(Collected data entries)
>> Begin

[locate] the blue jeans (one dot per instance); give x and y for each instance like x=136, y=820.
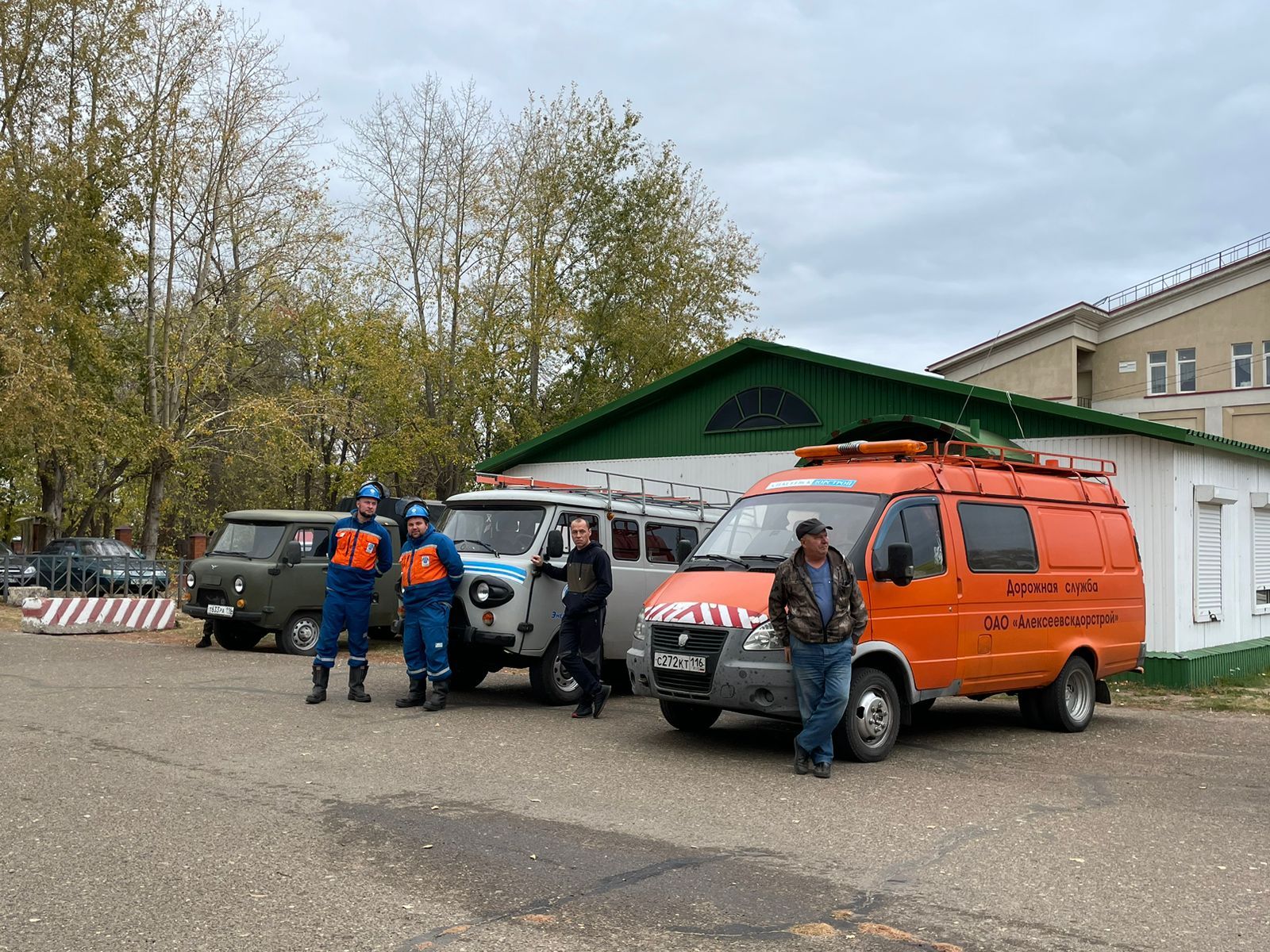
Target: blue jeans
x=822, y=677
x=425, y=640
x=341, y=612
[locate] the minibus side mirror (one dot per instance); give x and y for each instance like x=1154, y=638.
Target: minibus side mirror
x=899, y=562
x=556, y=545
x=291, y=554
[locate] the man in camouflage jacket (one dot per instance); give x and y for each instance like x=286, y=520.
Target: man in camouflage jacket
x=816, y=600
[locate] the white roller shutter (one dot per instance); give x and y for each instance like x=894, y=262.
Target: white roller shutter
x=1208, y=562
x=1261, y=560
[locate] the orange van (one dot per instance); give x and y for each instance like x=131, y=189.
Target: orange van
x=986, y=570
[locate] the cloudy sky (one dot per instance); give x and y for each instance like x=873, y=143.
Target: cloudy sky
x=918, y=177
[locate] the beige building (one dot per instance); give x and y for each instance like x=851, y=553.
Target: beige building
x=1191, y=348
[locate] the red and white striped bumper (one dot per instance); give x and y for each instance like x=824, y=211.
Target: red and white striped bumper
x=95, y=616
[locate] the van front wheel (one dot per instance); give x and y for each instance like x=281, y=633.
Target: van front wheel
x=872, y=721
x=1067, y=704
x=298, y=636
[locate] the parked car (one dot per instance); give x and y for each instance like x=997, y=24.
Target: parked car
x=12, y=566
x=94, y=566
x=266, y=573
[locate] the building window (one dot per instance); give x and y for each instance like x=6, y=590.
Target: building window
x=1208, y=562
x=762, y=408
x=1241, y=365
x=1261, y=559
x=1187, y=370
x=1157, y=372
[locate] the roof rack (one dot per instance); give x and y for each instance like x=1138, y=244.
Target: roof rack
x=956, y=452
x=609, y=494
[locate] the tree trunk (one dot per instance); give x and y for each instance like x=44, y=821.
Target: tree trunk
x=160, y=467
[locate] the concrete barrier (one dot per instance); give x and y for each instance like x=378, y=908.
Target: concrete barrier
x=97, y=616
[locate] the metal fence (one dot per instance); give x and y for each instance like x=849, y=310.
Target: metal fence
x=95, y=575
x=1187, y=272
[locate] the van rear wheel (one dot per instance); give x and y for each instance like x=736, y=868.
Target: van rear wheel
x=872, y=721
x=298, y=636
x=550, y=681
x=1067, y=704
x=691, y=719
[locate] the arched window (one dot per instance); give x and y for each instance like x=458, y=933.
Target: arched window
x=762, y=408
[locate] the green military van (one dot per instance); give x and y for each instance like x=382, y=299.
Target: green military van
x=266, y=571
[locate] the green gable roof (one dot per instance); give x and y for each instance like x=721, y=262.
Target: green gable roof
x=668, y=418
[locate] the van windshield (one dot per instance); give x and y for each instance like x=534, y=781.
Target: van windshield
x=248, y=539
x=506, y=530
x=760, y=530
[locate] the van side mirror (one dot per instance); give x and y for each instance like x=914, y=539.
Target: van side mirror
x=899, y=562
x=556, y=545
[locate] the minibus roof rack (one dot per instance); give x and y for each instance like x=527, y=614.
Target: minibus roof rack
x=958, y=452
x=607, y=493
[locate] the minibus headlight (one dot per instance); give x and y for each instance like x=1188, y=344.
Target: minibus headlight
x=762, y=639
x=643, y=628
x=489, y=593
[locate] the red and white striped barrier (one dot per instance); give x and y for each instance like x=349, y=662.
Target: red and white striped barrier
x=97, y=616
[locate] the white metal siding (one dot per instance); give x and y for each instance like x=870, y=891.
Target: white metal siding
x=1208, y=562
x=1260, y=562
x=1145, y=478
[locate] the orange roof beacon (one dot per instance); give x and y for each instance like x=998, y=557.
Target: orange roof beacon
x=986, y=570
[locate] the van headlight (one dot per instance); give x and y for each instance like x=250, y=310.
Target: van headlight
x=762, y=639
x=488, y=593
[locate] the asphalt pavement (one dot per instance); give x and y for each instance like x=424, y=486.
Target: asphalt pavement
x=162, y=797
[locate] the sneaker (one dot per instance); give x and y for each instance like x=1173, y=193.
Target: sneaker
x=802, y=759
x=597, y=704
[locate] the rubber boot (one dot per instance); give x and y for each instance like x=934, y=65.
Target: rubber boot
x=356, y=685
x=321, y=676
x=417, y=693
x=440, y=692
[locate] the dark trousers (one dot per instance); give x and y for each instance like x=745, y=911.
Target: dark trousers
x=581, y=649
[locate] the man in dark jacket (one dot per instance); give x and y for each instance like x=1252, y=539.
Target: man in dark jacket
x=588, y=579
x=816, y=600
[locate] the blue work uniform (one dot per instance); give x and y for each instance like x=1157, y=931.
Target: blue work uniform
x=431, y=573
x=360, y=552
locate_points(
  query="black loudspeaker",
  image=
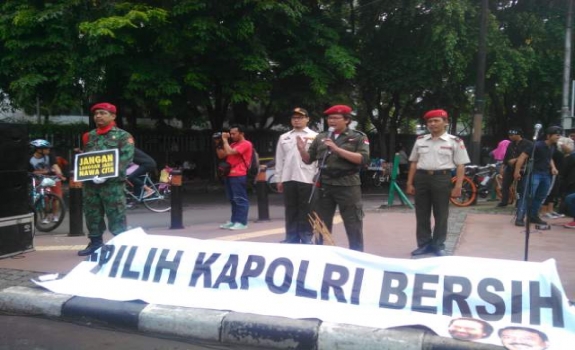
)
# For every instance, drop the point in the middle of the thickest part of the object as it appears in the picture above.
(16, 235)
(14, 147)
(14, 193)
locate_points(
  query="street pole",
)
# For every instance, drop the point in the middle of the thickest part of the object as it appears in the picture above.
(480, 86)
(566, 118)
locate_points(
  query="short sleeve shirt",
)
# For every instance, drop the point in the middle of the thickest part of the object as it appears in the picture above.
(443, 153)
(240, 160)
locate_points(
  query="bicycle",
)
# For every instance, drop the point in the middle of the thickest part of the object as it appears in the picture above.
(478, 181)
(159, 201)
(49, 208)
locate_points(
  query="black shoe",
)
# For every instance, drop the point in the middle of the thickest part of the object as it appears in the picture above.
(440, 252)
(422, 250)
(537, 220)
(91, 248)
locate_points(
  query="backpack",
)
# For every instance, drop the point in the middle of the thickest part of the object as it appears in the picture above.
(254, 166)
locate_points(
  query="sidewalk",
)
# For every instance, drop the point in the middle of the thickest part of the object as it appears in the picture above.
(481, 231)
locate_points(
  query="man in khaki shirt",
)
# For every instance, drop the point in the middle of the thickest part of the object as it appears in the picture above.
(295, 178)
(432, 159)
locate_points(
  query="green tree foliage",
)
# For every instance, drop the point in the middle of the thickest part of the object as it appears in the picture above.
(415, 56)
(249, 61)
(39, 54)
(525, 65)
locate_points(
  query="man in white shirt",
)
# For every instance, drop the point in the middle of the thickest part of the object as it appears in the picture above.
(295, 178)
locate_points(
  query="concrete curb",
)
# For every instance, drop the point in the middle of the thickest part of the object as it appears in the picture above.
(225, 326)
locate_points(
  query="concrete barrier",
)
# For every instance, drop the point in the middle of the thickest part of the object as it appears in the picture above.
(225, 327)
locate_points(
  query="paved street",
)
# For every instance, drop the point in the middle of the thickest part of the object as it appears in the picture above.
(479, 231)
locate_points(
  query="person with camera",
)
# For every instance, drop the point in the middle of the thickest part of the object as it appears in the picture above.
(237, 152)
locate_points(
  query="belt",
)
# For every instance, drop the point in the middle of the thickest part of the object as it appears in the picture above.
(434, 172)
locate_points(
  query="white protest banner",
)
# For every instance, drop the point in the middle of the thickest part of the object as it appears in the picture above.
(328, 283)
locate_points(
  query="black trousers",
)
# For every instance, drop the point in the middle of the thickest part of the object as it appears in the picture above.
(432, 193)
(506, 183)
(297, 208)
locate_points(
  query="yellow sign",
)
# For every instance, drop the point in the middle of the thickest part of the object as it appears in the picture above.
(96, 165)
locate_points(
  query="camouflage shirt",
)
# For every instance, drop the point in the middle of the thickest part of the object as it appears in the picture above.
(338, 171)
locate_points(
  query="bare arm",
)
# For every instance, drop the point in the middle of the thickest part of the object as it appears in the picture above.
(459, 174)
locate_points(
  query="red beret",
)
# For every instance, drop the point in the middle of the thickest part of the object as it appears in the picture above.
(435, 113)
(105, 106)
(301, 111)
(338, 109)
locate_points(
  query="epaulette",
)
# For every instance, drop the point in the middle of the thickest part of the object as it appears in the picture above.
(359, 132)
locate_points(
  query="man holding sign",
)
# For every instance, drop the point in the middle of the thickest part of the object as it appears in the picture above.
(104, 195)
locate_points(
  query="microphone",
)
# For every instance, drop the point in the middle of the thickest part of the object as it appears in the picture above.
(537, 129)
(330, 131)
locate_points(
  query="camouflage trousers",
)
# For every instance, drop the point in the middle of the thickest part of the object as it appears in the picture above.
(107, 199)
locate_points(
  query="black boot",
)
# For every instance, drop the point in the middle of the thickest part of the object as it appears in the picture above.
(95, 244)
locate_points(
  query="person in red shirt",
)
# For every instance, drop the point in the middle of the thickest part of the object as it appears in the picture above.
(238, 153)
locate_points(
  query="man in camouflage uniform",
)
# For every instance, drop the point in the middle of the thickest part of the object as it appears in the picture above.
(105, 197)
(433, 157)
(341, 155)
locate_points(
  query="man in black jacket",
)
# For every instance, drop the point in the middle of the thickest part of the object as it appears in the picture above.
(516, 147)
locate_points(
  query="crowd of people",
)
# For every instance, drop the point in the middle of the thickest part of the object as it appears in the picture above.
(320, 171)
(541, 174)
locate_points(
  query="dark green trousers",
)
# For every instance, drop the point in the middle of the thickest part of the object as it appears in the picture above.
(109, 200)
(348, 199)
(432, 193)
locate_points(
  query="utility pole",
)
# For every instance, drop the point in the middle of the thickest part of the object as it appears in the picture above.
(566, 118)
(480, 86)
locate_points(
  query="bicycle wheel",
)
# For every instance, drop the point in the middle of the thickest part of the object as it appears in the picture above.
(468, 193)
(49, 212)
(161, 201)
(272, 184)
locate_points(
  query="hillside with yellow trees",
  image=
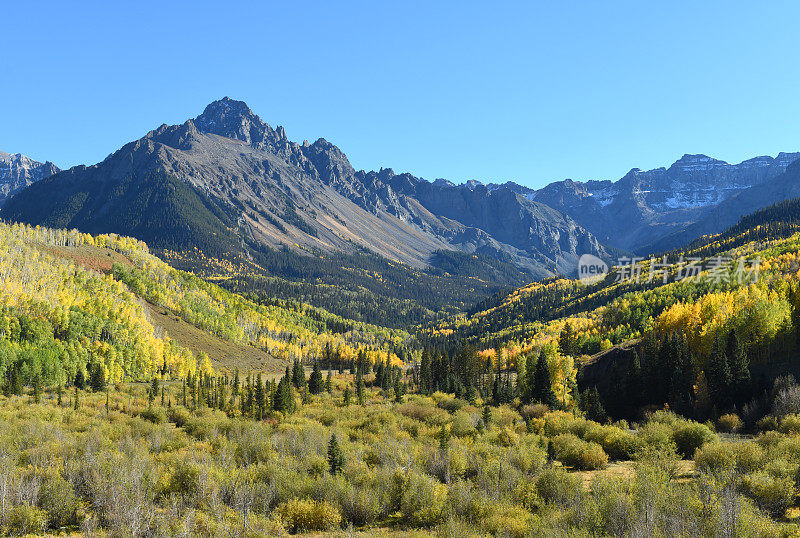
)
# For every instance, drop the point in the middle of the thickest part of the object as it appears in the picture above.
(72, 302)
(710, 324)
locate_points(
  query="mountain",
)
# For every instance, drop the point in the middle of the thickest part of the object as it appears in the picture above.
(645, 206)
(226, 183)
(18, 171)
(785, 186)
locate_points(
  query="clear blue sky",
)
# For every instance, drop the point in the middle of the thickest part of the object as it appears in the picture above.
(530, 92)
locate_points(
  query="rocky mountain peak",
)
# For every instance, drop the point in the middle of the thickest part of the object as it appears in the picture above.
(18, 171)
(234, 119)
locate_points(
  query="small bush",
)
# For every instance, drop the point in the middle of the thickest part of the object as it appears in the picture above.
(690, 436)
(452, 405)
(574, 452)
(730, 423)
(506, 520)
(179, 416)
(715, 458)
(59, 500)
(25, 519)
(768, 423)
(790, 424)
(154, 415)
(534, 411)
(556, 486)
(771, 494)
(592, 457)
(184, 480)
(308, 515)
(423, 501)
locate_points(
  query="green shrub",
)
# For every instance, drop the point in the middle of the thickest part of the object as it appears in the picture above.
(451, 405)
(574, 452)
(59, 500)
(25, 519)
(423, 502)
(768, 423)
(616, 506)
(179, 416)
(154, 415)
(729, 423)
(592, 457)
(715, 458)
(308, 515)
(617, 443)
(656, 437)
(556, 486)
(505, 519)
(689, 436)
(790, 424)
(771, 494)
(184, 479)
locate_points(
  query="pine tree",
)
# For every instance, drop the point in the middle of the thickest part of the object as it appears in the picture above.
(37, 389)
(719, 376)
(542, 385)
(80, 379)
(315, 385)
(298, 375)
(360, 392)
(426, 373)
(444, 439)
(567, 341)
(97, 377)
(335, 456)
(592, 406)
(740, 368)
(260, 399)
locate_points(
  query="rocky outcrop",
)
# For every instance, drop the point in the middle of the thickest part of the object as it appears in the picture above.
(18, 171)
(250, 180)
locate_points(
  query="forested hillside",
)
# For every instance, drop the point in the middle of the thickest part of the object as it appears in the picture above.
(717, 318)
(74, 302)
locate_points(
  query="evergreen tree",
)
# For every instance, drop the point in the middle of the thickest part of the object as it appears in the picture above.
(718, 375)
(335, 456)
(592, 406)
(80, 379)
(260, 399)
(567, 341)
(37, 389)
(444, 439)
(360, 388)
(542, 385)
(426, 373)
(298, 375)
(740, 368)
(97, 377)
(315, 385)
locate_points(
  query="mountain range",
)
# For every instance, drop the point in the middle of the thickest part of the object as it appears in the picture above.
(18, 171)
(228, 185)
(226, 182)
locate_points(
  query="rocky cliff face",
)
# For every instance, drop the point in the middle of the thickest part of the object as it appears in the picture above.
(250, 180)
(644, 206)
(18, 171)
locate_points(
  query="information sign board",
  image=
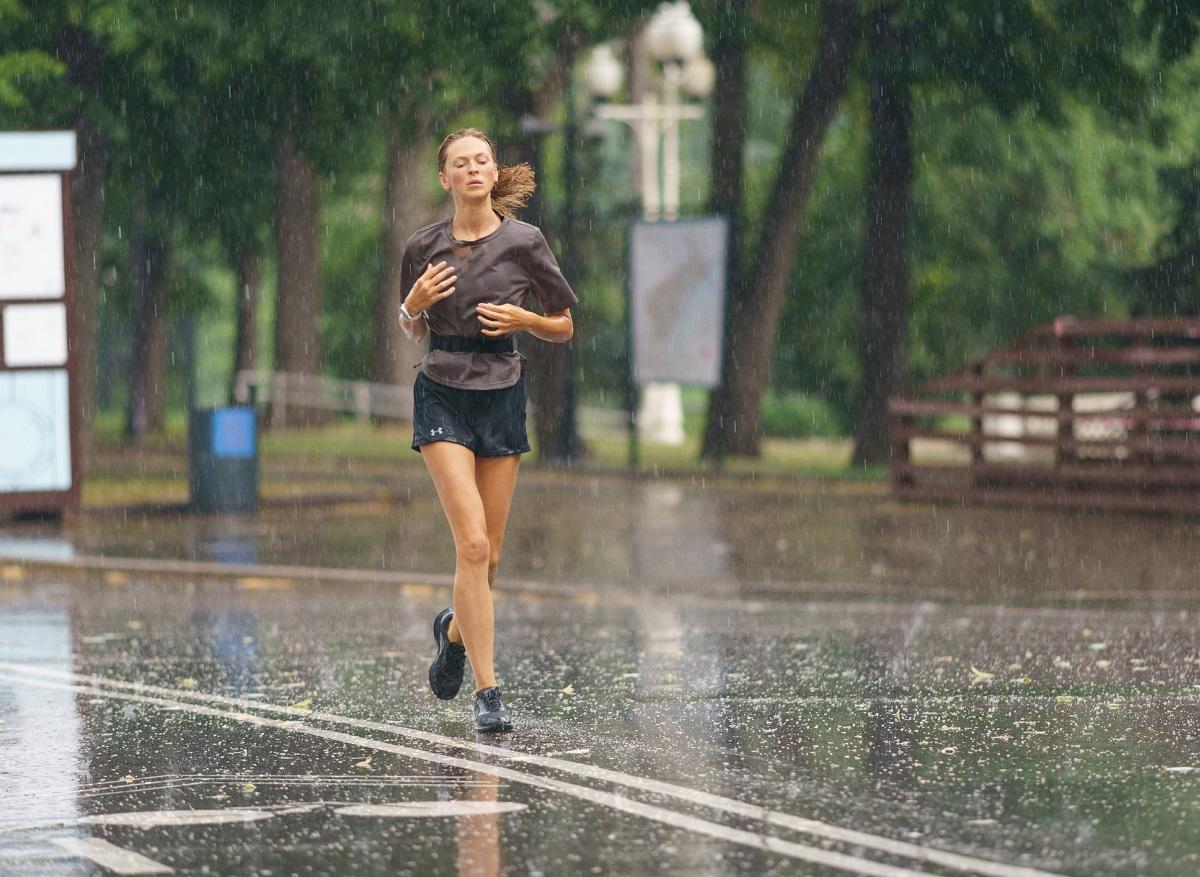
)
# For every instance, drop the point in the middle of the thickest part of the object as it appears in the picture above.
(677, 300)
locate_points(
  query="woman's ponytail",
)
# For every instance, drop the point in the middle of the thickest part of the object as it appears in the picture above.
(515, 184)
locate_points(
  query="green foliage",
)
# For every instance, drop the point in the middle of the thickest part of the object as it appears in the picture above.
(797, 416)
(349, 264)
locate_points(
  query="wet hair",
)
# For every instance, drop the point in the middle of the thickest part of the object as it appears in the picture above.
(514, 182)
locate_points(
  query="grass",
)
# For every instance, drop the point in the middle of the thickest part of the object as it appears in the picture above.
(348, 439)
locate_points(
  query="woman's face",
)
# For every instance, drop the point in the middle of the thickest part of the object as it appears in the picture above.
(469, 170)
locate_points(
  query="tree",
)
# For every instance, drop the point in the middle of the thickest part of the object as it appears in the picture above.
(754, 307)
(1009, 55)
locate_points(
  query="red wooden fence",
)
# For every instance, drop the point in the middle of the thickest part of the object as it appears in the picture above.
(1079, 412)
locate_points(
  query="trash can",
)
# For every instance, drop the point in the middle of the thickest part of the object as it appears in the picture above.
(222, 445)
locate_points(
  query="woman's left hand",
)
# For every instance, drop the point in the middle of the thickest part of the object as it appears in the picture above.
(502, 319)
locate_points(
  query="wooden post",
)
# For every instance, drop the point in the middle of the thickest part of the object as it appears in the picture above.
(1066, 414)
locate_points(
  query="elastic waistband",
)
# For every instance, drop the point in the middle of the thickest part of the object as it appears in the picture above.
(461, 343)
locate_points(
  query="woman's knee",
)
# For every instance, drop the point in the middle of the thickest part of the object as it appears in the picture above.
(474, 550)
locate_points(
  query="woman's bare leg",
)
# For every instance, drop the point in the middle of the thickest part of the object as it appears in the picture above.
(497, 480)
(454, 469)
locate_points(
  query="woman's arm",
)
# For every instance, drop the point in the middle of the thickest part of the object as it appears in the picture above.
(430, 288)
(505, 319)
(415, 329)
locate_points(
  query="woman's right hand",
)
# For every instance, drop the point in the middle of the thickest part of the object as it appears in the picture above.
(431, 287)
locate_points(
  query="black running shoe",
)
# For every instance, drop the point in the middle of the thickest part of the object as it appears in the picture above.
(445, 672)
(490, 713)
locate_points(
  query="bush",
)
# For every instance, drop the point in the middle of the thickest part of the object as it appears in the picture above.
(797, 415)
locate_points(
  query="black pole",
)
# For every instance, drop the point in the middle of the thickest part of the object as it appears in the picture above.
(568, 450)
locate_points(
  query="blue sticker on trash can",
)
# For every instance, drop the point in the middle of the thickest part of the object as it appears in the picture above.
(233, 433)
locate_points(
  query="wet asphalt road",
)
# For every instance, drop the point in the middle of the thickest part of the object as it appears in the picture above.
(714, 680)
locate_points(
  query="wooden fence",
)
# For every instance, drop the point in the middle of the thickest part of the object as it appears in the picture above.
(1078, 412)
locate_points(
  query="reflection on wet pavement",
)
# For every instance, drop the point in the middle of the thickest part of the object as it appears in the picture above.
(971, 707)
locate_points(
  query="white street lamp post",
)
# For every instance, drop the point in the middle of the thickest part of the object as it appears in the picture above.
(675, 38)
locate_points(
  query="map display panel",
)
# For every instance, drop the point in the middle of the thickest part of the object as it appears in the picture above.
(35, 335)
(677, 290)
(31, 256)
(35, 442)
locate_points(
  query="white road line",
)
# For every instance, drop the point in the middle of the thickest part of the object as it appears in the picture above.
(959, 862)
(109, 856)
(768, 844)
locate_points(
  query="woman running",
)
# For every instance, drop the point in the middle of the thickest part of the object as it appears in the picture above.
(468, 278)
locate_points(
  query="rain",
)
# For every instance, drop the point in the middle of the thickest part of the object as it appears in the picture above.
(785, 413)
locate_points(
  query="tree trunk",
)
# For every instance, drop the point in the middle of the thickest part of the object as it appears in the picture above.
(406, 209)
(149, 251)
(729, 175)
(83, 55)
(754, 311)
(547, 364)
(154, 372)
(250, 278)
(885, 284)
(298, 296)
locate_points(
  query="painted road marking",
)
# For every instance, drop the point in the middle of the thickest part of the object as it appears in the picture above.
(424, 810)
(727, 805)
(840, 862)
(156, 818)
(109, 856)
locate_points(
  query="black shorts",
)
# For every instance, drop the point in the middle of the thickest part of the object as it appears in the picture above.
(490, 422)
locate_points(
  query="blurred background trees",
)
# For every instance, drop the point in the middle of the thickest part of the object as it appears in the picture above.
(909, 184)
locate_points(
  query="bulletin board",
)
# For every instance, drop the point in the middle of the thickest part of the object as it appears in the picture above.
(39, 373)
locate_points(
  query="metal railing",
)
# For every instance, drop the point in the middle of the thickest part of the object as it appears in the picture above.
(363, 398)
(1078, 412)
(366, 401)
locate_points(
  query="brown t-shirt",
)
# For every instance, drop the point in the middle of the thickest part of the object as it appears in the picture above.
(502, 268)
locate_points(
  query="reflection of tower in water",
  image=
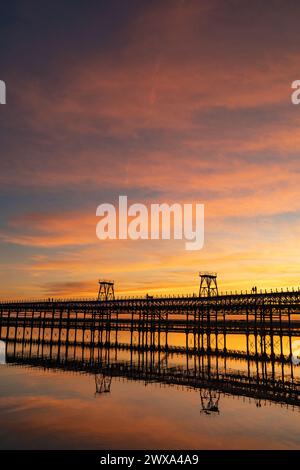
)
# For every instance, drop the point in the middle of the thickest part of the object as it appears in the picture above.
(209, 401)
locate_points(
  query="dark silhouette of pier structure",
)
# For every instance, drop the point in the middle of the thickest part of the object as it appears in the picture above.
(261, 371)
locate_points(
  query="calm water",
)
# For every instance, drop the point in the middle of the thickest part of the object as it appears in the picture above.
(58, 394)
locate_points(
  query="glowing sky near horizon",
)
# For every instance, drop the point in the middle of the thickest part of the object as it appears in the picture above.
(174, 101)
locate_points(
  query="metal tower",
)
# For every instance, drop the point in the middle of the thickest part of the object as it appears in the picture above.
(208, 284)
(106, 290)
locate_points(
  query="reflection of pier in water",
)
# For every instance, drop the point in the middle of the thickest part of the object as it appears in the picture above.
(262, 369)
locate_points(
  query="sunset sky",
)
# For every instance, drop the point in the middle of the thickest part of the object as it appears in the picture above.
(163, 101)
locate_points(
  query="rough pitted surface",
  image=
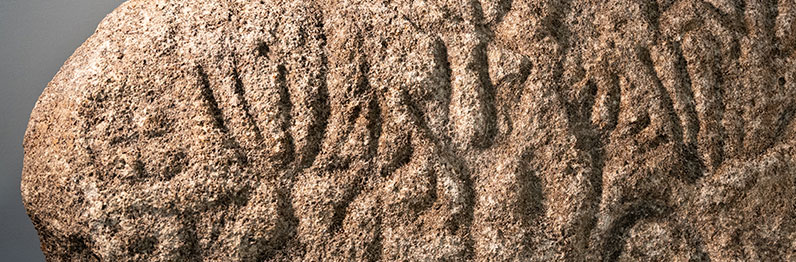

>> End

- **PROBLEM TO WORK ON**
Convert the records between the lines holding "[locate] the metal" and "x=489, y=593", inclusive, into a two-column CSV with the columns instruction and coordinates, one row per record. Put each field in quotes and replace its line breaks with spaces.

- **ANSWER TO THIS EXERCISE**
instruction,coordinates
"[locate] the metal fence (one dot per instance); give x and y for each instance like x=849, y=310. Target: metal fence","x=95, y=575 x=1187, y=272"
"[locate] the van rear wheel (one dot per instance); give x and y for each instance like x=736, y=868. Target: van rear wheel","x=872, y=721 x=298, y=636 x=550, y=681 x=1067, y=704 x=691, y=719"
"[locate] the arched window (one dot per instance); give x and y for each instance like x=458, y=933. Target: arched window","x=762, y=408"
"[locate] the green military van (one dot per instance); give x and y for each instance like x=382, y=299. Target: green military van","x=266, y=571"
"[locate] the green gable roof (one dot per instance); give x and y for each instance like x=721, y=262. Target: green gable roof","x=668, y=418"
"[locate] the van windshield (one dot per instance); give x and y for each instance like x=534, y=781. Target: van windshield","x=248, y=539 x=506, y=530 x=760, y=530"
"[locate] the van side mirror (one dot per instance); give x and y for each instance like x=914, y=539. Target: van side mirror","x=899, y=562 x=556, y=545"
"[locate] the minibus roof rack (one dot per instance); give x and y for each instance like x=527, y=614. Target: minibus roof rack","x=958, y=452 x=607, y=493"
"[locate] the minibus headlight (one dot per instance); give x and y for each instance like x=1188, y=344. Target: minibus headlight","x=762, y=639 x=643, y=628 x=489, y=593"